Point localization data:
>>

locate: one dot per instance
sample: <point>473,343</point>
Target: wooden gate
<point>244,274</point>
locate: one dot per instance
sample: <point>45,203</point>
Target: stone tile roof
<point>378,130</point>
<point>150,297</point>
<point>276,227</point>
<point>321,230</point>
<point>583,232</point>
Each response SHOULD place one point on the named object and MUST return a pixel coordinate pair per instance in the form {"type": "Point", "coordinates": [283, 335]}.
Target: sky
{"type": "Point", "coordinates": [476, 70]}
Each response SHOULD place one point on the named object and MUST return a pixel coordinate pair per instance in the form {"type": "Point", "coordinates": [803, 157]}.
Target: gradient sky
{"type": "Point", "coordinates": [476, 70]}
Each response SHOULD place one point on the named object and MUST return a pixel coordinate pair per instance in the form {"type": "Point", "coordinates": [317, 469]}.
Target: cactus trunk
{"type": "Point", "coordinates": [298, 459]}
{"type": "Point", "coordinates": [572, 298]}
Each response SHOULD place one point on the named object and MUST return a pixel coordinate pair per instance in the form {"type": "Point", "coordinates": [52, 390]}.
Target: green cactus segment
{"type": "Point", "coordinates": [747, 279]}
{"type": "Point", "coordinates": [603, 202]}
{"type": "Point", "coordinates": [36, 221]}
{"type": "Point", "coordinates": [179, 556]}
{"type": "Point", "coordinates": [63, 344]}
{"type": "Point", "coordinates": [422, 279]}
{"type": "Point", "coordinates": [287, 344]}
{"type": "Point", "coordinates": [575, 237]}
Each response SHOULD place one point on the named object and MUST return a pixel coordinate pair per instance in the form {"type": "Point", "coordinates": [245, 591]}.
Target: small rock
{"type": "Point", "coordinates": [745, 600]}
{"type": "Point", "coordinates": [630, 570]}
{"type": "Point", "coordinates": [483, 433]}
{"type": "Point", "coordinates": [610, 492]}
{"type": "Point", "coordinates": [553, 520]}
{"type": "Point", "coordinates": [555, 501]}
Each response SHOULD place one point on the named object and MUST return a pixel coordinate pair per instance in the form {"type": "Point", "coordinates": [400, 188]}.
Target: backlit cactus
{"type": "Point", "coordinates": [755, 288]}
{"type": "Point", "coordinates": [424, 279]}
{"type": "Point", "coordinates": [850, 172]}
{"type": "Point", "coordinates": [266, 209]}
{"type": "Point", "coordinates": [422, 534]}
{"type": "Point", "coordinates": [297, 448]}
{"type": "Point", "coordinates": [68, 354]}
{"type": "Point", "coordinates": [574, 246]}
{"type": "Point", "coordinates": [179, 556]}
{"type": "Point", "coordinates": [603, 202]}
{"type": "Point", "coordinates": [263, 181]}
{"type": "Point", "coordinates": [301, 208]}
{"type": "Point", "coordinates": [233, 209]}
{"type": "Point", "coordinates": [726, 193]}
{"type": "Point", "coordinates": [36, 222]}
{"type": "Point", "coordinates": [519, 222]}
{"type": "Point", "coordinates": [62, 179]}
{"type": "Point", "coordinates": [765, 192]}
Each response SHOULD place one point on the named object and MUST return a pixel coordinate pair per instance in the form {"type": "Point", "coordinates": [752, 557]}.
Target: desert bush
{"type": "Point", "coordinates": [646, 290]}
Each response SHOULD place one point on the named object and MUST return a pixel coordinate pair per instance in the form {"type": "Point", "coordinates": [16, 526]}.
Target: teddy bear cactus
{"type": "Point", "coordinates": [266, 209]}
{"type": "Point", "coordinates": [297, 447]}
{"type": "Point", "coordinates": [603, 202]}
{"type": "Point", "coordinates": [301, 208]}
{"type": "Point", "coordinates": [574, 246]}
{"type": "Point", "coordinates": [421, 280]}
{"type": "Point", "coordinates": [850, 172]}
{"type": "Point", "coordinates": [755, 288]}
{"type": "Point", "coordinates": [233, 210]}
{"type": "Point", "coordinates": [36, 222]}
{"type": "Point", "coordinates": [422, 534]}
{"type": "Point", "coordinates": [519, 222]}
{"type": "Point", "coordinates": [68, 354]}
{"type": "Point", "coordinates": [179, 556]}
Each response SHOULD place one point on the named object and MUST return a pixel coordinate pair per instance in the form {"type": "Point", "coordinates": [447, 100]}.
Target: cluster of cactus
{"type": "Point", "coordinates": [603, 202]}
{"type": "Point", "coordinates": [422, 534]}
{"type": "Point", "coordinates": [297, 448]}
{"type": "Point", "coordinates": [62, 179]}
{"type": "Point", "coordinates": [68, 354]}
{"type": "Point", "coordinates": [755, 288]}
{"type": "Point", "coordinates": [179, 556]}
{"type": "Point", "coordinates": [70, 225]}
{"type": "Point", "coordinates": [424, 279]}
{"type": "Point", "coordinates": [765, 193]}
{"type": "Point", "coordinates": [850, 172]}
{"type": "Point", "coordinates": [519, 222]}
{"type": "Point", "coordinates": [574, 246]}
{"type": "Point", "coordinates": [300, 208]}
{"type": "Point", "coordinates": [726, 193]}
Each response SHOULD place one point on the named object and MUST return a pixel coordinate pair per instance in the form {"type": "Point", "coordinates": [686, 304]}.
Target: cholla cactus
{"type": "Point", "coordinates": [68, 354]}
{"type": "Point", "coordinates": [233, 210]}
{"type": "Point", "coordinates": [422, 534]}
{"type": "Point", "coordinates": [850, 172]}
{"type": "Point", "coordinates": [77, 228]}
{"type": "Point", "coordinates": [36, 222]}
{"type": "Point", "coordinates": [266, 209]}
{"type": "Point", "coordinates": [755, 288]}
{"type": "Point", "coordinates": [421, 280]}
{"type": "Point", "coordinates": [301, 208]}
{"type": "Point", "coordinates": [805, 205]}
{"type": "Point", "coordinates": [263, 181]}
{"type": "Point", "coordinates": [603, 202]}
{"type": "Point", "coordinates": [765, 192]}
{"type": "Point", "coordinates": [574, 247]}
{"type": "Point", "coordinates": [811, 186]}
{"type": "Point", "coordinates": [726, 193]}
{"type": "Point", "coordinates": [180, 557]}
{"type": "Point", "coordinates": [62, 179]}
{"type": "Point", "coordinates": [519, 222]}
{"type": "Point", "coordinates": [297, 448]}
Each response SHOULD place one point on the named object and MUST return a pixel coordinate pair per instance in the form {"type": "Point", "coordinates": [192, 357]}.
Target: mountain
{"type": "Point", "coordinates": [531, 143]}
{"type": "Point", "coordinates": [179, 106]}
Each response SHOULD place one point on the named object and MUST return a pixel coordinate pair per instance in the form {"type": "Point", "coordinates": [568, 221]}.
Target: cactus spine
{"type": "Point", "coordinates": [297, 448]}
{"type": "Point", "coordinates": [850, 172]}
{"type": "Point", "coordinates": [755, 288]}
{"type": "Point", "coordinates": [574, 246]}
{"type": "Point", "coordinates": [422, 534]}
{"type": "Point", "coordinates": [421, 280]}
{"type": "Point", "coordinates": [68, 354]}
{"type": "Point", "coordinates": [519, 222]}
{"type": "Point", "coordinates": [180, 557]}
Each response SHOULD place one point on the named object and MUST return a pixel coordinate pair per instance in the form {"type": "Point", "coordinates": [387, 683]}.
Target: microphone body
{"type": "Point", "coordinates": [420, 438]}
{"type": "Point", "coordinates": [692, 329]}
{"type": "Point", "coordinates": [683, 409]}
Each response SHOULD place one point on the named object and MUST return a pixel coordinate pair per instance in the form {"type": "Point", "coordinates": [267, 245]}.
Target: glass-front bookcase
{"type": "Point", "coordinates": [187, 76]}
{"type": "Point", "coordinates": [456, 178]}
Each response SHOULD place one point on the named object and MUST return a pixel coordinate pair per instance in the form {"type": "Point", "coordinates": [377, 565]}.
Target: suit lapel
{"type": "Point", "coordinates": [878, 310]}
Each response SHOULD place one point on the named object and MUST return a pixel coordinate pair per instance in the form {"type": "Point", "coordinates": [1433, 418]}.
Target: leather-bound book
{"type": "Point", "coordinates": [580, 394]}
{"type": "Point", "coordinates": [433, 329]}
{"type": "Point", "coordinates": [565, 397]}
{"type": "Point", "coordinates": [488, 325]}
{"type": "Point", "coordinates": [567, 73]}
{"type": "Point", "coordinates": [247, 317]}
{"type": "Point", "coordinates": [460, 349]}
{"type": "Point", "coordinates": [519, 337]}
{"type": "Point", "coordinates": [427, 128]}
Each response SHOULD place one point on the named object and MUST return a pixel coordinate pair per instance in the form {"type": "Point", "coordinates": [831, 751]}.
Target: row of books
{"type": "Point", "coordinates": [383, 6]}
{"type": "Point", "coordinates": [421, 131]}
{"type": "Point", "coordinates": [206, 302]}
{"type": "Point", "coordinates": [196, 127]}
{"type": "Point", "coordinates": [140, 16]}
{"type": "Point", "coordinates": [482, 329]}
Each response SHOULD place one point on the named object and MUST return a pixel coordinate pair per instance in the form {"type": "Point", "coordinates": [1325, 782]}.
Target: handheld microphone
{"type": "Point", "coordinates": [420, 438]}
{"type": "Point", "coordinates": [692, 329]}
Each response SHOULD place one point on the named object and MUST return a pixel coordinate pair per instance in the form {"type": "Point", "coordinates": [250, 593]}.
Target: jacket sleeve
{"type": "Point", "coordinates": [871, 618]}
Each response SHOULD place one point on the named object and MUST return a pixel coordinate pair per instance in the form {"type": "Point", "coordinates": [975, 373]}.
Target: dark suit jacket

<<

ACTIVITY:
Your answer must be the line containing "Target: jacket sleeve" and every line after it through the end of the records above, reproduced exactly and alone.

RESULT OF THIS TASK:
Target: jacket sleeve
{"type": "Point", "coordinates": [871, 618]}
Each response SHOULD place one point on the named object and MUST return a pixel coordinate pair per instance in the form {"type": "Point", "coordinates": [975, 373]}.
Target: dark suit jacket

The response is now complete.